● **O que fazer**
Troque "revolução" por "mudança" e escreva de novo o trecho do texto sobre os paradoxos de Portugal, desde "Em 1974, os" até "do seu tempo.", inclusive.

Este paradoxo português não deve assustar ninguém. Estamos há muito habituados. Os Portugueses deram ao mundo novos mundos, construíram um império multirracial, mas cá dentro, no continente europeu, no século XX, até aos anos 1970, a sociedade era de uma só cor, de uma só religião, quase só havia brancos.
Em 1974, os Portugueses fizeram uma revolução limpa, pacifica, inesquecível, moderna, à frente do mundo e da história e com a mais avançada das Constituições. Na verdade, fizeram a última e mais atrasada revolução dos séculos XIX e XX e aprovaram a Constituição mais absurda do seu tempo.
Também nessa altura, levaram a cabo uma descolonização exemplar, cujos modelos, objectivos e processos alegadamente causaram a inveja do mundo. Na verdade, foi a mais desastrada de todas, estando na origem de três guerras civis, durante mais de vinte anos e com centenas de milhares de vítimas.
Mais tarde, Portugal deu novos exemplos ao mundo, a ponto de se ter transformado no melhor aluno da Europa, segundo os dizeres dos dirigentes europeus e portugueses. Mas rapidamente se revelou a desgraça das políticas que levaram a três resgates internacionais em cerca de trinta anos, a uma bancarrota e ao mais elevado endividamento da história.

● **Dados extraídos**
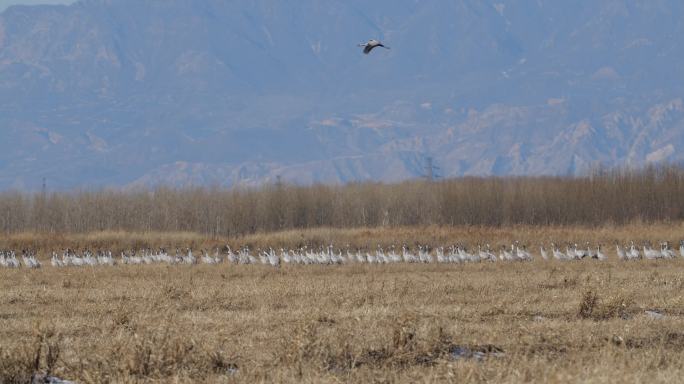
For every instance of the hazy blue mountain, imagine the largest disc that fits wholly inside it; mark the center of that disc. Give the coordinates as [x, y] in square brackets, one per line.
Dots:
[143, 92]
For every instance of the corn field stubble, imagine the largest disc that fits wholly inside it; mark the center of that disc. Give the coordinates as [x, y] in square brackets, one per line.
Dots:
[518, 322]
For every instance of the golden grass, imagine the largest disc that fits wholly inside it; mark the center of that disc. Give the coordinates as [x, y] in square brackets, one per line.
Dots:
[533, 322]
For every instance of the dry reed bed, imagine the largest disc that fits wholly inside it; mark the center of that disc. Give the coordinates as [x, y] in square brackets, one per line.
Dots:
[363, 238]
[649, 195]
[549, 322]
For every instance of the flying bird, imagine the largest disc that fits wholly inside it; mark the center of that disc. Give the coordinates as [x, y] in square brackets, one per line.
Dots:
[370, 45]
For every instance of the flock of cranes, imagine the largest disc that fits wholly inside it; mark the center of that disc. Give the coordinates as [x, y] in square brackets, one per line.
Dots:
[455, 254]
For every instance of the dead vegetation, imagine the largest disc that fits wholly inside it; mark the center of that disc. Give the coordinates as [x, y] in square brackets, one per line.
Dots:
[529, 322]
[603, 198]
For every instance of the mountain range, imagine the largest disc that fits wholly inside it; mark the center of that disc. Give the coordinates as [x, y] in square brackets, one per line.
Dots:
[127, 93]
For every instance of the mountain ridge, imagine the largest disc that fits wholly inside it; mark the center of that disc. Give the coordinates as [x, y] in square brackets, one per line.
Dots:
[131, 93]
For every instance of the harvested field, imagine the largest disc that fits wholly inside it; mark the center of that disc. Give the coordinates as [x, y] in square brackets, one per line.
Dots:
[498, 322]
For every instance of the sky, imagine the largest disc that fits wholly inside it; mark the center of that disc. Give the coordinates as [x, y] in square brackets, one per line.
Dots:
[6, 3]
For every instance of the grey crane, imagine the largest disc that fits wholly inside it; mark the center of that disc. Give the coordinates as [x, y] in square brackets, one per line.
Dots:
[370, 45]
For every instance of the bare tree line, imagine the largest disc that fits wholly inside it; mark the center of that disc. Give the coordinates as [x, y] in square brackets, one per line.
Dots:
[605, 197]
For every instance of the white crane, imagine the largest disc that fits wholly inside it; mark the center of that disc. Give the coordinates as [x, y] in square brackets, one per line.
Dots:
[370, 45]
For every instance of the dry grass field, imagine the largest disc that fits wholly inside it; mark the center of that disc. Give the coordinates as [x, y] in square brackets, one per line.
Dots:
[582, 321]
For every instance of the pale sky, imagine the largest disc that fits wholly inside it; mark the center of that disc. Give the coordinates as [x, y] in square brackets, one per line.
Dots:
[6, 3]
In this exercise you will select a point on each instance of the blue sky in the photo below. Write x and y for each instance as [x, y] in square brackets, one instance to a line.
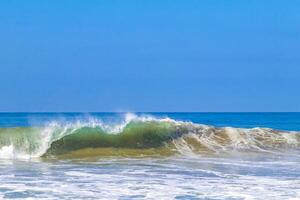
[213, 55]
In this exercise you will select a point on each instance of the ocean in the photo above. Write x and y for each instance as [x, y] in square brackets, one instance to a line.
[150, 156]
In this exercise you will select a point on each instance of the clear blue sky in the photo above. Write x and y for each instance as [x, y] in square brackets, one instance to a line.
[156, 55]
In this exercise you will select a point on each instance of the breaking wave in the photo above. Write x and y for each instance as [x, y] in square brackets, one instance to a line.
[139, 136]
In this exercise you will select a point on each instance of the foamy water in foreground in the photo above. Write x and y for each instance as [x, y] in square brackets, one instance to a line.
[164, 156]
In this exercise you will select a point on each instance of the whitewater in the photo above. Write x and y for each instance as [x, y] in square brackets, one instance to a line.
[149, 156]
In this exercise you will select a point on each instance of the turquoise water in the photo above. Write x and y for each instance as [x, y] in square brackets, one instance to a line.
[150, 155]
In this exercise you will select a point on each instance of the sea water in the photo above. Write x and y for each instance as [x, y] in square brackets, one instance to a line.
[150, 155]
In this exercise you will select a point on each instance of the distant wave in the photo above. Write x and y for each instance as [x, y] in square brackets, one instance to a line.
[138, 136]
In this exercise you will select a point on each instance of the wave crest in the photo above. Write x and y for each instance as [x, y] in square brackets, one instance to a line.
[139, 136]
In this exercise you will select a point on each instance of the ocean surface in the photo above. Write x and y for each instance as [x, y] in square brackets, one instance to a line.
[150, 156]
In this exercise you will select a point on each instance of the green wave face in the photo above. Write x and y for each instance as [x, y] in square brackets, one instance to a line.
[134, 135]
[139, 137]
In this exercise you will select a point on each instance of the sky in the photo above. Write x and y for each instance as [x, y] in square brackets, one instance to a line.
[150, 55]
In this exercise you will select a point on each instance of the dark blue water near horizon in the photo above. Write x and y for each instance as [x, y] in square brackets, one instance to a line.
[280, 120]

● **Resposta**
Em 1974, os Portugueses fizeram uma mudança limpa, pacifica, inesquecível, moderna, à frente do mundo e da história e com a mais avançada das Constituições. Na verdade, fizeram a última e mais atrasada mudança dos séculos XIX e XX e aprovaram a Constituição mais absurda do seu tempo.